EXTRAIT:
■ ■ ■ ■

Par Julia Asselstine
Cultiver est une chose, encore faut-il que les récoltes parviennent au marché sans trop de gaspillage. Découvrez dans cet article les innovations imaginées par le professeur de génie des bioressources Vijaya Raghavan pour améliorer les techniques de gestion postrécolte en Inde.
Lorsque Vijaya Raghavan est arrivé au Canada il y a quarante ans pour y poursuivre des études en génie agricole, la « Révolution verte » indienne (1967-1978) était en marche depuis déjà deux ans. Mise en oeuvre pour éviter une autre crise alimentaire comme celle qui a causé la mort de quatre millions de personnes dans l’est de l’Inde en 1943, cette révolution a été marquée par l’expansion des terres agricoles, l’introduction de la double culture (deux récoltes provenant de deux plantations effectuées la même année sur le même terrain) et l’utilisation de variétés de semences génétiquement modifiées.

■ ■ ■ ■

ENTRÉES FOURNIES:
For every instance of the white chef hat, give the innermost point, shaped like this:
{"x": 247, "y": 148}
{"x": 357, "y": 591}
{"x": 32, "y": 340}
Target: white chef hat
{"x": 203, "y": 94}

■ ■ ■ ■

TRAVAIL À RÉALISER:
1 > Réécrivez l'ensemble des enregistrements en remplaçant « white chef hat » par « black chef hat », sans modifier quoi que ce soit d'autre.
2 > Rédigez la suite de l'article sur la gestion postrécolte en Inde, en reprenant après sa dernière phrase.

RÉPONSES RÉDIGÉES:
1 >
For every instance of the black chef hat, give the innermost point, shaped like this:
{"x": 247, "y": 148}
{"x": 357, "y": 591}
{"x": 32, "y": 340}
Target: black chef hat
{"x": 203, "y": 94}

2 >
La production alimentaire de l’Inde a alors explosé, non sans s’accompagner d’une tendance plutôt inquiétante aux yeux de Vijaya Raghavan : plus la production alimentaire augmentait, plus les pertes pendant la récolte étaient importantes. Le futur professeur a donc décidé de mettre sa carrière de chercheur au service de l’élaboration de solutions pour son pays natal, découvrant au passage que celles-ci pourraient avoir une importance capitale à l’échelle mondiale. C’est ainsi que dans son petit bureau de McGill, il a constitué un corpus de connaissances précieuses et utiles aux pays en développement plongés dans la quasi-ignorance des techniques postrécolte. Ses recherches l’ont conduit tout naturellement en Inde, mais aussi en Chine, en Malaisie, en Thaïlande, au Brésil, au Costa Rica et dans plusieurs pays africains. Leur impact a été immense, comme il a pu le constater lors d’un récent voyage en Inde. Village après village, il a recueilli des témoignages de réussite, d’idées nouvelles et surtout perçu les accents du bonheur dans la voix de ses interlocuteurs. Car ceux-ci peuvent aujourd’hui envoyer leurs enfants à l’école le ventre plein et envisager l’avenir avec plus d’optimisme.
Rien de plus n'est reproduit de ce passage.